- [Stored data]
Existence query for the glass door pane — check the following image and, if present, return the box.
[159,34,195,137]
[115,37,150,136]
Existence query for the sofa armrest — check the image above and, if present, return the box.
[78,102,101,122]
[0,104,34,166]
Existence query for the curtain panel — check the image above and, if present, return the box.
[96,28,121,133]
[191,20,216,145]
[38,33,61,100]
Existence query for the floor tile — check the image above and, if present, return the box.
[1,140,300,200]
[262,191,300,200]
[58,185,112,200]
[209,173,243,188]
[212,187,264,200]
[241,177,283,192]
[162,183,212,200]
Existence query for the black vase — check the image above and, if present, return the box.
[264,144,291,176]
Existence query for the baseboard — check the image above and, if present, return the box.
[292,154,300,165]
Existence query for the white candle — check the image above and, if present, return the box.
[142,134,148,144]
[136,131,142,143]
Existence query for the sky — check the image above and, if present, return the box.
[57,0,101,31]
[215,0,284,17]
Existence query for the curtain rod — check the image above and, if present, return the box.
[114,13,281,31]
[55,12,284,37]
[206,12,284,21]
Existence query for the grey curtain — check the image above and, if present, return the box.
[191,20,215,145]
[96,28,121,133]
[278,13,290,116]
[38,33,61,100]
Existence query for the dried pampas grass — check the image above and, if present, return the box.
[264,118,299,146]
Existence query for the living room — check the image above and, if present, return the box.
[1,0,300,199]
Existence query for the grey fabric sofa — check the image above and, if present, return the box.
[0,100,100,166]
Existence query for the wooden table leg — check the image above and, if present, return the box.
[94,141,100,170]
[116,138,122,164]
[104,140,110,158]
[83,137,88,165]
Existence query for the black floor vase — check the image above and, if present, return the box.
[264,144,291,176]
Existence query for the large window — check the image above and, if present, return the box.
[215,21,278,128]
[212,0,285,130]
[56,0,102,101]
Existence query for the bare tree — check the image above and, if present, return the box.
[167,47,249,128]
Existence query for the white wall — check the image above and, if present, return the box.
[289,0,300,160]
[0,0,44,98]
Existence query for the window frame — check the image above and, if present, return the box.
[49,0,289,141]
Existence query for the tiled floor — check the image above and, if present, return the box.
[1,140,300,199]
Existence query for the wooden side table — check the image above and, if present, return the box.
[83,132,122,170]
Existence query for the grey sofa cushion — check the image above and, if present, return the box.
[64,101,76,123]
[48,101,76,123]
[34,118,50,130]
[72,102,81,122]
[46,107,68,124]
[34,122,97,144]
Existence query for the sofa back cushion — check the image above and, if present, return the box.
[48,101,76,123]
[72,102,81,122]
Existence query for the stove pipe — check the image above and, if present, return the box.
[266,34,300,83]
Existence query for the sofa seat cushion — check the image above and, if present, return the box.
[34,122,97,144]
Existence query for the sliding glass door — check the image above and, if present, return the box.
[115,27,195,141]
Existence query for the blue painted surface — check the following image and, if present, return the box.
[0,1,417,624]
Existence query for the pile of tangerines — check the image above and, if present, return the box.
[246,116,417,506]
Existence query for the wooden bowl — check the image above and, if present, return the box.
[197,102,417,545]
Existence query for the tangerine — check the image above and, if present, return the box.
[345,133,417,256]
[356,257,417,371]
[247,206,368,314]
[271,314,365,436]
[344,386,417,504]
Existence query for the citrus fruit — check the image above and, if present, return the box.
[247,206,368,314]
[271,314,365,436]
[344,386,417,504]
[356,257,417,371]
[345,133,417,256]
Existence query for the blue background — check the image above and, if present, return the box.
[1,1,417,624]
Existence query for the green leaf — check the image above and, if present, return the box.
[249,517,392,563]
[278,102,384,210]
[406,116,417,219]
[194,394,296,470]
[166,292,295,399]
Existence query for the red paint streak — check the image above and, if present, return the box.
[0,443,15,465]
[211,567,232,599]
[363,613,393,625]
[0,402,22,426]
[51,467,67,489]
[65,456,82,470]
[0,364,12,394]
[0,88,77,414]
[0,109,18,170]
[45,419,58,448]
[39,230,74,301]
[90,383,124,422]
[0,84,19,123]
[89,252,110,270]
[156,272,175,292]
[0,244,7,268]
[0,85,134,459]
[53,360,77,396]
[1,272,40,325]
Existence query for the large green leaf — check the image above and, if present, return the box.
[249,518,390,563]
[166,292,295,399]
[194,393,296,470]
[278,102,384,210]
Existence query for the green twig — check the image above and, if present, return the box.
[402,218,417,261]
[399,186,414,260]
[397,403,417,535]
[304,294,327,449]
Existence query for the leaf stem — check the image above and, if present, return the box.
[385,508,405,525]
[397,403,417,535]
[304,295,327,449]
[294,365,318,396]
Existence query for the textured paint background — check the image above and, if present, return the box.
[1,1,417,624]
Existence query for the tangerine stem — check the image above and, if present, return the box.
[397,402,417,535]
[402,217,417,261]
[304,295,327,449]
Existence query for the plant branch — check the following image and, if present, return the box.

- [Work instruction] An exact repetition of all the entries is required.

- [Exercise output]
Existence query for the glass door pane — check the following image and, if present, return the box.
[159,34,195,137]
[115,37,150,136]
Existence query for the sofa armrest — check the image above and, if present, return the box.
[78,102,101,122]
[0,104,34,166]
Existence query for the curtain panel — check the image above and, if present, return the box.
[96,28,121,133]
[191,20,216,145]
[38,33,61,100]
Existence query for the floor tile — check the image above and, if present, return the box.
[1,140,300,200]
[262,191,300,200]
[58,185,112,200]
[209,173,243,188]
[212,187,264,200]
[241,177,283,192]
[162,183,212,200]
Existence query for the black vase — check the image above and, if present, return the box.
[264,144,291,176]
Existence query for the baseboard — check the image above and, if present, return the box.
[292,154,300,165]
Existence query for the white candle — check the image above and, if present, return the box.
[142,134,148,144]
[136,131,142,143]
Existence query for the sky — check the image above and, if present, return the box.
[57,0,101,31]
[215,0,284,17]
Existence query for the curtain rod — check the image above and, if present, return the box.
[114,13,281,31]
[55,12,284,37]
[206,12,284,21]
Existence query for the grey curtain — check the image above and, if present, return the box.
[191,20,215,145]
[96,28,121,133]
[278,13,290,116]
[38,33,61,100]
Existence query for the dried pampas grass — check the image above and, if present, return the box.
[264,118,299,146]
Existence query for the living room — check the image above and, if present, return the box.
[1,0,300,199]
Existence query for the grey fabric sofa — check the image above and, if present, return the box.
[0,100,100,166]
Existence query for the wooden table leg — check the image above and, if present, return the box.
[94,141,100,170]
[116,138,122,164]
[104,140,110,158]
[83,137,88,165]
Existence query for the black floor vase — check the image above and, if present, return the box.
[264,144,291,176]
Existence query for the large window — check the image above and, if present, return the box.
[215,21,278,128]
[212,0,285,130]
[56,0,102,101]
Existence query for the bare tree — check the image above and, if present, return the box.
[167,47,249,128]
Existence query for the white wall — check the image above and, if present, return the box.
[289,0,300,160]
[0,0,44,98]
Existence query for the window frame — check the image above and, if present, return the box.
[49,0,289,141]
Existence query for the tiled floor — check the image above and, if present, return the box.
[1,140,300,199]
Existence query for the wooden side table — check the image above and, if present, return the box.
[83,132,122,170]
Existence query for the grey sofa cushion — check the image above and, if present, return the box.
[64,101,76,123]
[48,101,76,123]
[34,118,50,130]
[72,102,81,122]
[46,107,68,124]
[34,122,97,144]
Existence query for the sofa back cushion — check the image above and, if present, return the box.
[48,101,76,123]
[72,102,81,122]
Existence query for the stove pipe — check the image above and, if present, return the box.
[266,34,300,83]
Existence query for the sofa seat cushion — check the image above and, if present, return the box.
[34,122,97,144]
Existence query for the sliding glass door — check the image above and, if present, return the box.
[115,27,195,141]
Existence query for the blue painted surface — check the following image and, if present, return the box.
[0,1,417,624]
Existence query for the pile of tangerines — check the image above and, if present, return the box.
[246,116,417,506]
Existence query for the wooden bowl — check the image above and, if present, return the box.
[197,102,417,545]
Existence query for the tangerine — check the image above and, if present, return the box.
[345,133,417,256]
[356,257,417,371]
[247,206,368,314]
[271,314,365,436]
[344,386,417,504]
Existence query for the citrus fruit — check the image above and, if present, return the box.
[247,206,368,314]
[271,314,365,436]
[344,386,417,504]
[356,257,417,371]
[345,133,417,256]
Existence query for the blue background — check the image above and, if present, return the box.
[1,1,417,624]
Existence query for the green leaf — check the image above and, if present, return the box.
[249,517,392,563]
[278,102,384,210]
[406,116,417,219]
[194,394,296,470]
[166,292,295,399]
Existence query for the red paint streak — check the image above and, if present, return the box.
[0,443,15,465]
[211,567,232,599]
[363,613,393,625]
[0,402,22,426]
[51,467,67,489]
[65,456,82,470]
[0,364,12,394]
[0,88,77,414]
[0,109,18,170]
[45,419,58,448]
[39,230,74,301]
[90,383,124,422]
[0,84,19,123]
[89,252,110,270]
[156,272,175,292]
[0,244,7,268]
[0,85,134,459]
[53,360,77,396]
[1,272,40,325]
Existence query for the large green leaf — check the image above and, if present, return the box.
[249,518,390,563]
[166,292,295,399]
[194,393,296,470]
[278,102,384,210]
Existence query for the green twig — check the image above and, if present, return the box.
[402,218,417,261]
[399,186,414,260]
[397,403,417,535]
[304,294,327,449]
Existence query for the leaf stem — check the image above and, if present, return the box.
[385,508,405,525]
[397,403,417,535]
[304,295,327,449]
[294,365,318,396]
Existence query for the textured paint background — check the image above and, if present, return the box.
[1,1,417,624]
Existence query for the tangerine stem — check the image above and, if present, return the box.
[397,402,417,535]
[402,217,417,261]
[304,295,327,449]
Existence query for the plant branch — check the following image and, if present, return the box.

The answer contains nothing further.